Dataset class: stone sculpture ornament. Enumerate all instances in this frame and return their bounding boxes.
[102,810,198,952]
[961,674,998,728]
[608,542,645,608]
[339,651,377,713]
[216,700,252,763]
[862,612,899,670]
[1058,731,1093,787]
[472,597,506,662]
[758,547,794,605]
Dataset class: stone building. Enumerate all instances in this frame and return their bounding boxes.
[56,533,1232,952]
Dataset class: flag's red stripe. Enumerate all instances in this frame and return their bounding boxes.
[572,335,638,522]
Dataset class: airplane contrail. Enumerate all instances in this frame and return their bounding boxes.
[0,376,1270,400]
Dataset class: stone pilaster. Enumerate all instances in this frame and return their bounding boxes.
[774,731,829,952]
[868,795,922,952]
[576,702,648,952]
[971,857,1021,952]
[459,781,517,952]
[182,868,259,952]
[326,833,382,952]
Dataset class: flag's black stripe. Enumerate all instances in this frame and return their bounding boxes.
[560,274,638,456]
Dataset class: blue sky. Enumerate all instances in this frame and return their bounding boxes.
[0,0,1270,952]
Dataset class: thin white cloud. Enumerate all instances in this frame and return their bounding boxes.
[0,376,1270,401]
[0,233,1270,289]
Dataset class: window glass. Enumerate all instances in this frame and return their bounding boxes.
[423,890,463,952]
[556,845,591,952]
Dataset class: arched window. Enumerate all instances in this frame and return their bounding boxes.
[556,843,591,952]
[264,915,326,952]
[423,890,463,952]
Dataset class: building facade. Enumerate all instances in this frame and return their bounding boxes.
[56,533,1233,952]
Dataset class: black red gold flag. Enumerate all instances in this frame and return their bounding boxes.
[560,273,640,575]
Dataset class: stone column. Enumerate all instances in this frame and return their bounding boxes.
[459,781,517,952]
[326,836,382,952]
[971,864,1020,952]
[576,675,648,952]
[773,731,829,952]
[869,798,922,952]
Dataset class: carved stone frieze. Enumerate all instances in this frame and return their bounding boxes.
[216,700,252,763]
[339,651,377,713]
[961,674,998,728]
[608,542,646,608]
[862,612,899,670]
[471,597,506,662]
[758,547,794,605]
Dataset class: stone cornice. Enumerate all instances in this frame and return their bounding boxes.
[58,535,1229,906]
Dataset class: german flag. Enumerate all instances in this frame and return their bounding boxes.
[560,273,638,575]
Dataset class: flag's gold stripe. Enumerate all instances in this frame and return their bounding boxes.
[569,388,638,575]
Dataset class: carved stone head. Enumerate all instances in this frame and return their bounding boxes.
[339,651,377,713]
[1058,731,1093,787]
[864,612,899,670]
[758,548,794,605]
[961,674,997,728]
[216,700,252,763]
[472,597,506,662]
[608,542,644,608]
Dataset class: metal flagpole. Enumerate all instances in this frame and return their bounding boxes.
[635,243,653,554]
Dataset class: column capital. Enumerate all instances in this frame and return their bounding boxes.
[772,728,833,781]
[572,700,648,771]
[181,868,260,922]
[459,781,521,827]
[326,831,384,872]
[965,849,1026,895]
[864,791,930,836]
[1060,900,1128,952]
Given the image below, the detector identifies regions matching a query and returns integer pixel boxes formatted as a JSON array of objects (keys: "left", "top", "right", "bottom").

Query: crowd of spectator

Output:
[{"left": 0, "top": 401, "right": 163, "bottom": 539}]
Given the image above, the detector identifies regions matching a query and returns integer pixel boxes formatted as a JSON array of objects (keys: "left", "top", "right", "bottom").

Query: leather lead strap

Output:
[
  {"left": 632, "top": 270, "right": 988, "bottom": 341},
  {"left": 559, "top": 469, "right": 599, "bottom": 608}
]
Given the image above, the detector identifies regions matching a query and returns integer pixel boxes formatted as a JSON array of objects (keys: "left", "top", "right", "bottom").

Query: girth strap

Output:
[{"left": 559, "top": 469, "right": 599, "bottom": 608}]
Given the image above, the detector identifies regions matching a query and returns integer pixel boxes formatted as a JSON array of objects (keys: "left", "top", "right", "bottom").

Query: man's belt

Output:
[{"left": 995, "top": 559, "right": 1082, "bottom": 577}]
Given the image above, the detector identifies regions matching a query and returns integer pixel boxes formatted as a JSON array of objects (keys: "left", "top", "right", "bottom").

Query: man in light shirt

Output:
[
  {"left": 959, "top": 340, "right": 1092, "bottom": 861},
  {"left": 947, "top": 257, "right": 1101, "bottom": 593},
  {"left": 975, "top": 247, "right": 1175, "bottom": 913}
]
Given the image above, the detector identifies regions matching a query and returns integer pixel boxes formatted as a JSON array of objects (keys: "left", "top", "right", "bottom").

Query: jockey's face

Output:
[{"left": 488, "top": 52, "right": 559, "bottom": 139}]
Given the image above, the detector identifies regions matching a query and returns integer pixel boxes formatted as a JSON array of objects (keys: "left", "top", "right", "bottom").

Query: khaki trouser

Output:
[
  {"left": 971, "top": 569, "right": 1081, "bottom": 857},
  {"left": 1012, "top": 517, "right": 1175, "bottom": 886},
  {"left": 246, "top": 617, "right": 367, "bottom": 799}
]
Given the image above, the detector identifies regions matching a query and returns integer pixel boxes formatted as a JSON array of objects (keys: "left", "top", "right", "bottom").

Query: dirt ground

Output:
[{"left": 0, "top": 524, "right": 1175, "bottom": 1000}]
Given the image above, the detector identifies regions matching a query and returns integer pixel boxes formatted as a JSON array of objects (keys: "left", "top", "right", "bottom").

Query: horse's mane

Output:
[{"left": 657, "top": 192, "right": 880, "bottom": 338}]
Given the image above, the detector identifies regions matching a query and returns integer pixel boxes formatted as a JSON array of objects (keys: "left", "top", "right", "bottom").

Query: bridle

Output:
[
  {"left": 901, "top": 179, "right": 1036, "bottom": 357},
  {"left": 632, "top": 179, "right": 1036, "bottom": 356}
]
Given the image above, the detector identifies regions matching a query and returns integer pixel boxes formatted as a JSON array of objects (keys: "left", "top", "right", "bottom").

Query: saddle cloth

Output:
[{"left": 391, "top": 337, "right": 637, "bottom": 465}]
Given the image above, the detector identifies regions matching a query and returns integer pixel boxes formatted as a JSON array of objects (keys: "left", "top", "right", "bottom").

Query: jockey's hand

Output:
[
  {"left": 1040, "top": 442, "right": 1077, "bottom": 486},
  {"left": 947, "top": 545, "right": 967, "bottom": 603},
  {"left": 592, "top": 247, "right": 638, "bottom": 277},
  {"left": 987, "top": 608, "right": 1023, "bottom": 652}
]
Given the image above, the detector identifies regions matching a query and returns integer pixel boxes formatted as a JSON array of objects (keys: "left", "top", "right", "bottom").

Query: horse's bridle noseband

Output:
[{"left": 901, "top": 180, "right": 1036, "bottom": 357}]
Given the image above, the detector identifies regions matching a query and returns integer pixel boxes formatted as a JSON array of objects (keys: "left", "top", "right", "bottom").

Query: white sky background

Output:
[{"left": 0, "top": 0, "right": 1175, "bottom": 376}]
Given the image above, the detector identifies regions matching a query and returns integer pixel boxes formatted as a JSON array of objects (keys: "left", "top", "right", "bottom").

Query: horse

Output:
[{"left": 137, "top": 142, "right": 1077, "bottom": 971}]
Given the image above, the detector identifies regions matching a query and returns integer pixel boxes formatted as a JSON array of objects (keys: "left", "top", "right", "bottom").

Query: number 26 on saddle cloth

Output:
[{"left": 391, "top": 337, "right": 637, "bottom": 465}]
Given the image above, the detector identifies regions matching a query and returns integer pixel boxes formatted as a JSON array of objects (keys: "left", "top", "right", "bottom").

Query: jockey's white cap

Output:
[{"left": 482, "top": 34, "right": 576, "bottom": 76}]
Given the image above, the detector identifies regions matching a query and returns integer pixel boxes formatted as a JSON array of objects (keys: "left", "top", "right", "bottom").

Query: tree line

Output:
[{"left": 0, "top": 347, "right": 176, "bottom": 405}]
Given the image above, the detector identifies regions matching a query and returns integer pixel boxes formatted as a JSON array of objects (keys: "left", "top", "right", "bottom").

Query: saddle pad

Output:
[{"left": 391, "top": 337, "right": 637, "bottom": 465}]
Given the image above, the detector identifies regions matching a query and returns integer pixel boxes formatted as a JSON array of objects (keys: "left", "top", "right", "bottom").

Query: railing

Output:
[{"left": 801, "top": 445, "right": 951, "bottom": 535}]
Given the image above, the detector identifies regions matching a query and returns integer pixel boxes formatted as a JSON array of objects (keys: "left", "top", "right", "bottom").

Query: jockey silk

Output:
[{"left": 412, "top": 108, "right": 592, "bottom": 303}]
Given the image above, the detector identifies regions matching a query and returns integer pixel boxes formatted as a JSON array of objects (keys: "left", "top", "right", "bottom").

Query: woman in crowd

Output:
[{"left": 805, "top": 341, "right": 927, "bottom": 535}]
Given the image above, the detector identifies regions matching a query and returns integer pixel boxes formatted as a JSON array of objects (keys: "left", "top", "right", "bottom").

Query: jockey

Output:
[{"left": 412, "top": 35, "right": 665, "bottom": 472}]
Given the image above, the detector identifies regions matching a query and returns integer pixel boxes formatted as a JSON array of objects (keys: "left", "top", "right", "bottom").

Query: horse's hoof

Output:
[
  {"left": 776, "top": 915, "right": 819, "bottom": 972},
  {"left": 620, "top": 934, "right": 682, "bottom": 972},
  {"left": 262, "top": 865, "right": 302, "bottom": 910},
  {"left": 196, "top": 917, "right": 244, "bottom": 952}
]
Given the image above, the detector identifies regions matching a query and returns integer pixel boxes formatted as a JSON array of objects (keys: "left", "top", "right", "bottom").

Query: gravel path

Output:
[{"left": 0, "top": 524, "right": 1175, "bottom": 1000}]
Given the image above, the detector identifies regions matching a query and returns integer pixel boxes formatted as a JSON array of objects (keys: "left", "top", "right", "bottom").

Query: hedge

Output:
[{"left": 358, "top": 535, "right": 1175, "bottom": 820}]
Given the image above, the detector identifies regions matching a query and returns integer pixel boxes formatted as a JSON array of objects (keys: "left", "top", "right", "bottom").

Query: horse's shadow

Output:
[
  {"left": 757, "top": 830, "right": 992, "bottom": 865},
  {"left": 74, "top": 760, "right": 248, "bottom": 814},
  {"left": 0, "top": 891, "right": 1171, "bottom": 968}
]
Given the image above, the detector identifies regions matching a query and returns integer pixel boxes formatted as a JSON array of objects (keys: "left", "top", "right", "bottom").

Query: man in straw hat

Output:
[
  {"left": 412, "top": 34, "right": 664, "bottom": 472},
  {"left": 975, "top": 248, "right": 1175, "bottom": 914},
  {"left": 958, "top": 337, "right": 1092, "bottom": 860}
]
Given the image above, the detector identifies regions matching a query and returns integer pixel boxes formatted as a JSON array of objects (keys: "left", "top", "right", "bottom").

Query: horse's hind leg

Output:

________________________

Set exercise => Rewrite the items from the first one through the line containing "[869,798,922,952]", changing "Enumerate" to "List" and leaving everything else unchanged.

Response below =>
Dataset class: stone sculpture ornament. List all instances in this frame and return their bounding boxes.
[102,810,198,952]
[961,674,998,728]
[608,542,645,608]
[339,651,377,713]
[216,700,252,763]
[862,612,899,670]
[1058,731,1093,787]
[472,597,506,662]
[758,547,794,605]
Dataset class: stone building. List all instances in this frame and return their bounding boxes.
[56,533,1232,952]
Dataset class: flag's red stripe. List all instances in this frame and return their bounding boxes.
[572,335,638,522]
Dataset class: airplane contrail. List all instances in this frame and return their bounding boxes.
[0,376,1270,400]
Dataset class: stone pilaster. List all instances in this frame and return their bounding boxes.
[774,731,829,952]
[868,795,922,952]
[576,702,648,952]
[971,857,1021,952]
[459,781,517,952]
[182,868,259,952]
[326,833,382,952]
Dataset class: flag's black stripe. List all instances in this frame and return their bounding boxes.
[560,274,638,456]
Dataset class: blue sky. List all instances in this frame and return their bounding boxes.
[0,0,1270,952]
Dataset class: thin white cloud. List all instances in this frame and return their bounding boxes.
[0,376,1270,401]
[0,233,1270,289]
Dataset class: window glass. List all instances in this frame and return their bounding boxes.
[423,890,463,952]
[556,845,591,952]
Dataset class: arched window. List all instances in this frame and return their bounding boxes.
[556,843,591,952]
[264,915,326,952]
[423,890,463,952]
Dataset class: building facade. List all instances in this frame and return their bounding boxes.
[56,533,1233,952]
Dataset class: black red gold flag. List all instances in this frame and return their bounding boxes.
[560,273,640,575]
Dataset class: stone column. List all instances in this frame and return their bounding boxes.
[459,781,517,952]
[326,836,382,952]
[971,864,1020,952]
[576,675,648,952]
[773,731,829,952]
[869,798,922,952]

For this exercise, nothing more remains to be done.